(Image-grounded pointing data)
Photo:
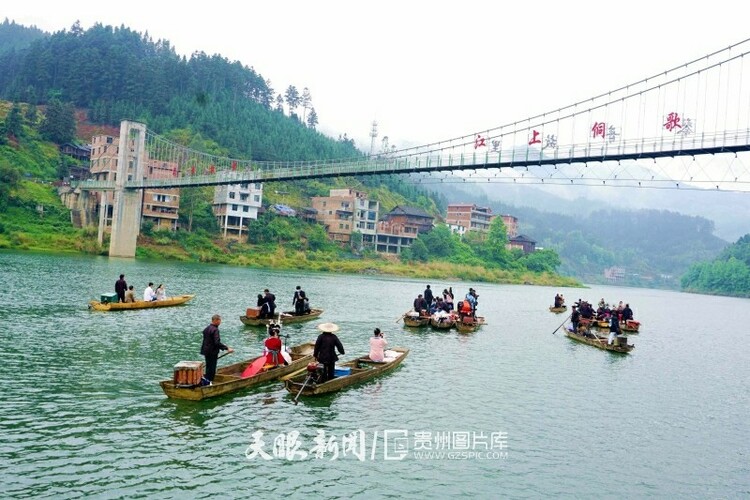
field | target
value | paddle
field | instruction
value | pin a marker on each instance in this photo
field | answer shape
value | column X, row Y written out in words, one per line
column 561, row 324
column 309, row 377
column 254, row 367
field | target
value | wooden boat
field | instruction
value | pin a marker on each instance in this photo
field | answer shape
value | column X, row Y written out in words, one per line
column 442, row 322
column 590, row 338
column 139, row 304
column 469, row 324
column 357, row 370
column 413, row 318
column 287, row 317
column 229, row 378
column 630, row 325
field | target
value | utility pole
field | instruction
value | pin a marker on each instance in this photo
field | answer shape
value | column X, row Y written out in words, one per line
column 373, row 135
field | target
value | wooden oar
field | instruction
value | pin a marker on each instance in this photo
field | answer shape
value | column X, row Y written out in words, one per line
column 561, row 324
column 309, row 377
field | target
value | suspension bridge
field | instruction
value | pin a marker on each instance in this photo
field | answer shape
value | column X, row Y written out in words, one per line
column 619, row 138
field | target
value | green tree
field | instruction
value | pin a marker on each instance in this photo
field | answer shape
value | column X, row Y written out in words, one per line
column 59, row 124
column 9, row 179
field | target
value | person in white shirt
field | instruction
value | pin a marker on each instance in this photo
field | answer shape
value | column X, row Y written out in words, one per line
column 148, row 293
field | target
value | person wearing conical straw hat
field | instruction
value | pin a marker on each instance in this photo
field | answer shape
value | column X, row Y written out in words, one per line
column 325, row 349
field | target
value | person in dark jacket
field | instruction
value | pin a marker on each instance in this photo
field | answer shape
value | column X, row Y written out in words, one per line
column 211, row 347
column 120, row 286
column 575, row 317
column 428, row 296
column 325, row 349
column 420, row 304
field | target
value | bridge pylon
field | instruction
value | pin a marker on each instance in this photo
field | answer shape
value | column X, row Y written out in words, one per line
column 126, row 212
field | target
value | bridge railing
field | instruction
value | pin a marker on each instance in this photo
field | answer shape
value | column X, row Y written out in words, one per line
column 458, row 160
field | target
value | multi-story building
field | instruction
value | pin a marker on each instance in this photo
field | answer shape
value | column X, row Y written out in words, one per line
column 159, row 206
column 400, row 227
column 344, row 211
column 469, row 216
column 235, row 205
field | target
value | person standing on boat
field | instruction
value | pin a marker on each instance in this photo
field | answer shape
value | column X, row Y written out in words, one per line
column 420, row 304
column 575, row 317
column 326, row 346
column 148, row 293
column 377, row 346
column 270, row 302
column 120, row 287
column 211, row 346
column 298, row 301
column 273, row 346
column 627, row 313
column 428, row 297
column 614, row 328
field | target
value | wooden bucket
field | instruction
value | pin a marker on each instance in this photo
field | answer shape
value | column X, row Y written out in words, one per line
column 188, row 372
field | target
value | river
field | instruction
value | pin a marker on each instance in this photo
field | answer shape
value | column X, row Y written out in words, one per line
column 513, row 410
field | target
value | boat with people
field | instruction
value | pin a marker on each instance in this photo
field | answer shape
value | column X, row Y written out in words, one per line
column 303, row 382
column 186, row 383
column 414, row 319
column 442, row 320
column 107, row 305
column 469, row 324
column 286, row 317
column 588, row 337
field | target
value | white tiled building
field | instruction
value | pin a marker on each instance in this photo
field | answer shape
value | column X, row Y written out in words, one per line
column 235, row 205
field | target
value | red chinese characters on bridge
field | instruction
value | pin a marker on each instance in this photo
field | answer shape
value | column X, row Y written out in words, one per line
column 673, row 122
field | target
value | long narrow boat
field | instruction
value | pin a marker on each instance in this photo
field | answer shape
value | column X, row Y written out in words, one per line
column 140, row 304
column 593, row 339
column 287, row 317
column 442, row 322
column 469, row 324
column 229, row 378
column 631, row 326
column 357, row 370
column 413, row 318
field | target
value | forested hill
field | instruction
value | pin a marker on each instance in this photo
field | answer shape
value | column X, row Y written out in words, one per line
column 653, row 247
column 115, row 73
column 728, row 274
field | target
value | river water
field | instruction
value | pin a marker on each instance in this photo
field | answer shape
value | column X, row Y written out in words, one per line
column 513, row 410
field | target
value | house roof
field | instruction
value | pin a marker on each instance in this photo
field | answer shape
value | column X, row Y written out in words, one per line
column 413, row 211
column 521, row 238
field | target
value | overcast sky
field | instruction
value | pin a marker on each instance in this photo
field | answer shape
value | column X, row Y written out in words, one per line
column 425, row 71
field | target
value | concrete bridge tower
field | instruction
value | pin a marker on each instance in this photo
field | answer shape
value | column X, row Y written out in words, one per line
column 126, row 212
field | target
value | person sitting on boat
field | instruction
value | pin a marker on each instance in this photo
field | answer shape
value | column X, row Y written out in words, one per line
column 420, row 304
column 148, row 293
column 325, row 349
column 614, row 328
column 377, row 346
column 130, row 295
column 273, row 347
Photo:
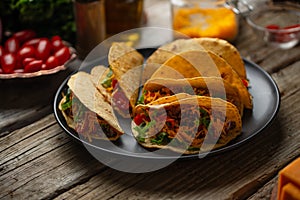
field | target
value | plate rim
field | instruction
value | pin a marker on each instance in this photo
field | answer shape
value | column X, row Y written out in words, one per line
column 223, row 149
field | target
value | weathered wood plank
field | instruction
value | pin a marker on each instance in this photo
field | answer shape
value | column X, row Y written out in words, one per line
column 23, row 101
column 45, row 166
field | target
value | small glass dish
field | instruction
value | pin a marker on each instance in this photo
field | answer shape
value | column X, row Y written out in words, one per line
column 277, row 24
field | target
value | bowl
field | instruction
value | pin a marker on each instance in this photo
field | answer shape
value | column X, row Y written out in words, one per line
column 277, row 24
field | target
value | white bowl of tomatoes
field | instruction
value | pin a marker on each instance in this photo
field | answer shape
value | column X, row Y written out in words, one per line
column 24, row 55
...
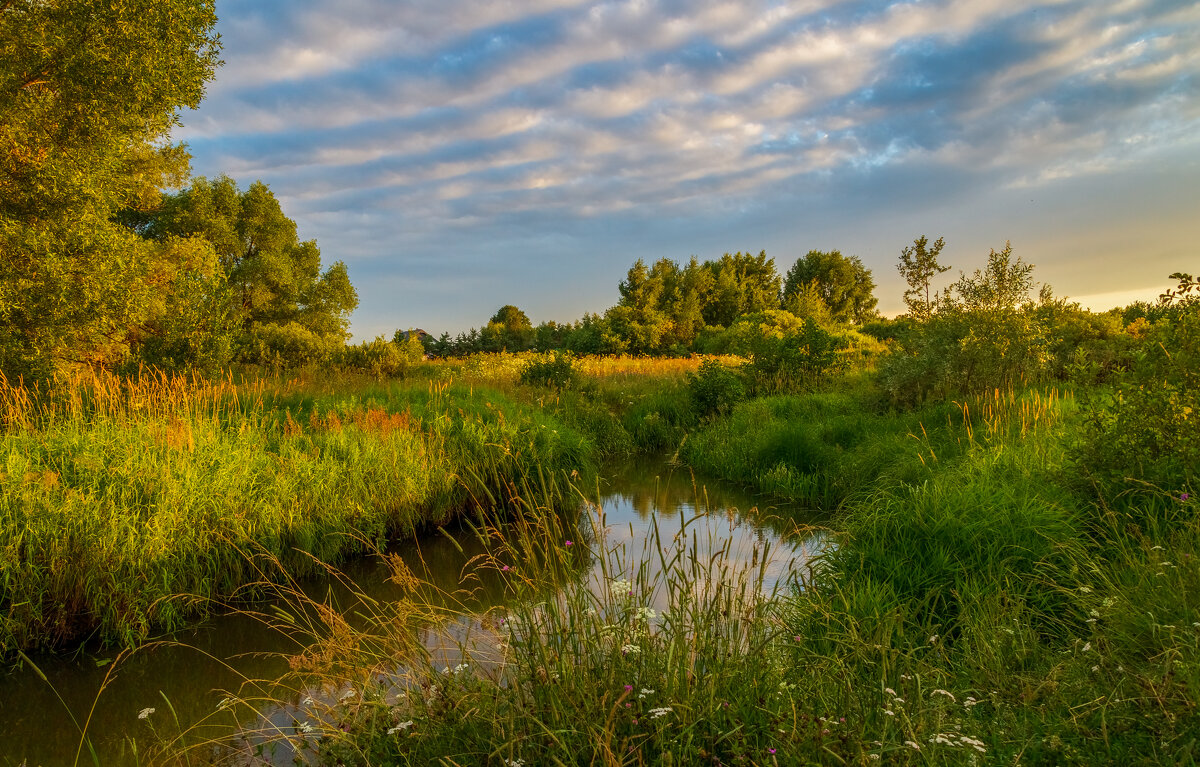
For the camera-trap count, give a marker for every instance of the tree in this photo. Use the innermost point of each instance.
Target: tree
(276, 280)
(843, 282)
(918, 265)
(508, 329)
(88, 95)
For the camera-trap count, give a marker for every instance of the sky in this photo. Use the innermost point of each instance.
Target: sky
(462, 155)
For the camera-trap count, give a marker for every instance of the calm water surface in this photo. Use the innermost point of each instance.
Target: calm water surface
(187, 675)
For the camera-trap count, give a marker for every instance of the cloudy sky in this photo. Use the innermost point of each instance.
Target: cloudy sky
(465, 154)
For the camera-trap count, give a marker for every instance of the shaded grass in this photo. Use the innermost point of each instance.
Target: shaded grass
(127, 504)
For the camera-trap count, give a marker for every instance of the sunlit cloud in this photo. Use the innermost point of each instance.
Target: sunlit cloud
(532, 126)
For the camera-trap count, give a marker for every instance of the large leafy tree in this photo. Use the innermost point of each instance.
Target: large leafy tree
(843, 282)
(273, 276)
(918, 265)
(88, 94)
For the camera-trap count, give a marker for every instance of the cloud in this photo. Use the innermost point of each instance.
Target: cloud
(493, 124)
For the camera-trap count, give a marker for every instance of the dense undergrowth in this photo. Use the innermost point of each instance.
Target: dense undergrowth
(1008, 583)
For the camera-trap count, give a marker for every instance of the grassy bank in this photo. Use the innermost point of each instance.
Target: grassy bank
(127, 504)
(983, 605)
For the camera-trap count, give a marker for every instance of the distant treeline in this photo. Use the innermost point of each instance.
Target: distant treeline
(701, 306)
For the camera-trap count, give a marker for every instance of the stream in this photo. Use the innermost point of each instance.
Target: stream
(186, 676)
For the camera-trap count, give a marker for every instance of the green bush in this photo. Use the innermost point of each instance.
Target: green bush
--
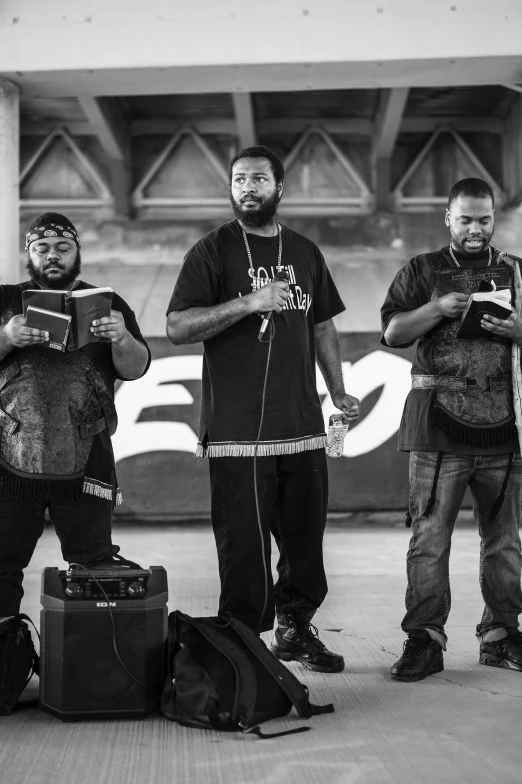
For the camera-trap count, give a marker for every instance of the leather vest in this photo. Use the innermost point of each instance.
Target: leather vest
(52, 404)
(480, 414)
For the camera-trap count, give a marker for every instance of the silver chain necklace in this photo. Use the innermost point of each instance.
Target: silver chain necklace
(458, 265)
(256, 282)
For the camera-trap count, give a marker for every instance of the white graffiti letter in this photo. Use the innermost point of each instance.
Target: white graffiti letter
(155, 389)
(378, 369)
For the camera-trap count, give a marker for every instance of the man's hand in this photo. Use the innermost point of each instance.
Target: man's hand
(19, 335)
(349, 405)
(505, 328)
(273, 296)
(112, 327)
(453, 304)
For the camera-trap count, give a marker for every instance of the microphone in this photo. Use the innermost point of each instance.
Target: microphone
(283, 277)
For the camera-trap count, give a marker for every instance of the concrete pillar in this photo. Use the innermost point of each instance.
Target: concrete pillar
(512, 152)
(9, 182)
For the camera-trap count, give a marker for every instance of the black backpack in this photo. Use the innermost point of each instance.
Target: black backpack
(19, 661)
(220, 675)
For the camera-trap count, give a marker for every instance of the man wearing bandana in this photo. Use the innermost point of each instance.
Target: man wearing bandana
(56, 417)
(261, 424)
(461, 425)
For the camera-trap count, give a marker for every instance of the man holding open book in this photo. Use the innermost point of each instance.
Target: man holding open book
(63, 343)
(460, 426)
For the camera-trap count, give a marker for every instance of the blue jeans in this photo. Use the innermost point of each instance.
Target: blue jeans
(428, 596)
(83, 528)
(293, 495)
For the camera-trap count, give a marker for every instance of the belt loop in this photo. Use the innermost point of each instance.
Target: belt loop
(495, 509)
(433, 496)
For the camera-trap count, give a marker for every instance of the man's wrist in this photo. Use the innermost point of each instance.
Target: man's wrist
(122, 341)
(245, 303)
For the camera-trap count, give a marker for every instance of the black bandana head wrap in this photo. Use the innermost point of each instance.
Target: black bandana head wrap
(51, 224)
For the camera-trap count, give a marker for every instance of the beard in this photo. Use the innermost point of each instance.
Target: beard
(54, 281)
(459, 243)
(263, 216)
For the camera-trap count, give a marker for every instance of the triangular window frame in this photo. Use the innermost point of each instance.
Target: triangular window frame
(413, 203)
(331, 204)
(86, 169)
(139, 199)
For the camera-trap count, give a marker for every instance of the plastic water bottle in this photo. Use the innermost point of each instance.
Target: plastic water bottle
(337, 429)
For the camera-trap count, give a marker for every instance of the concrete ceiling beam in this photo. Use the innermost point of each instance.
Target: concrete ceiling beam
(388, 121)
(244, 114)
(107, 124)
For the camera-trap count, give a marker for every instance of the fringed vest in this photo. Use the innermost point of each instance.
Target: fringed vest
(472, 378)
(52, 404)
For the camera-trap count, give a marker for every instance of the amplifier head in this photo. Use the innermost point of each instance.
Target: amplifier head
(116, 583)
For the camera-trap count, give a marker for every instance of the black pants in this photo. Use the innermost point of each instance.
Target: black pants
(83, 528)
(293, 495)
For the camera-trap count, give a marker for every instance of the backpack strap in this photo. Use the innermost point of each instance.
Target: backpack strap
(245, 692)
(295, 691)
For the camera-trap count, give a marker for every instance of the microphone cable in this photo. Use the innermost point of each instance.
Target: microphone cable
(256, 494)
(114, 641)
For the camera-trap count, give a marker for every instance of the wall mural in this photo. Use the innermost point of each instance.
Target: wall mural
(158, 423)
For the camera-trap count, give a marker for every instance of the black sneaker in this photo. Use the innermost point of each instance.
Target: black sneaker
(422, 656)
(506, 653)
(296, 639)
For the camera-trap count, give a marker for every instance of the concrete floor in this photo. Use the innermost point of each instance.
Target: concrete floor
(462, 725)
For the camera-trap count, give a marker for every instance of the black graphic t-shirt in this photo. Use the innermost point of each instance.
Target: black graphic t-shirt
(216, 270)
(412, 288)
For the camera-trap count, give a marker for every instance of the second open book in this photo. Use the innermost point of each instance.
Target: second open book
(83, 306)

# YOUR INSTRUCTIONS
Your reply should be one number: how many lines in the entries above contain the word "bowl".

# EXERCISE RESPONSE
2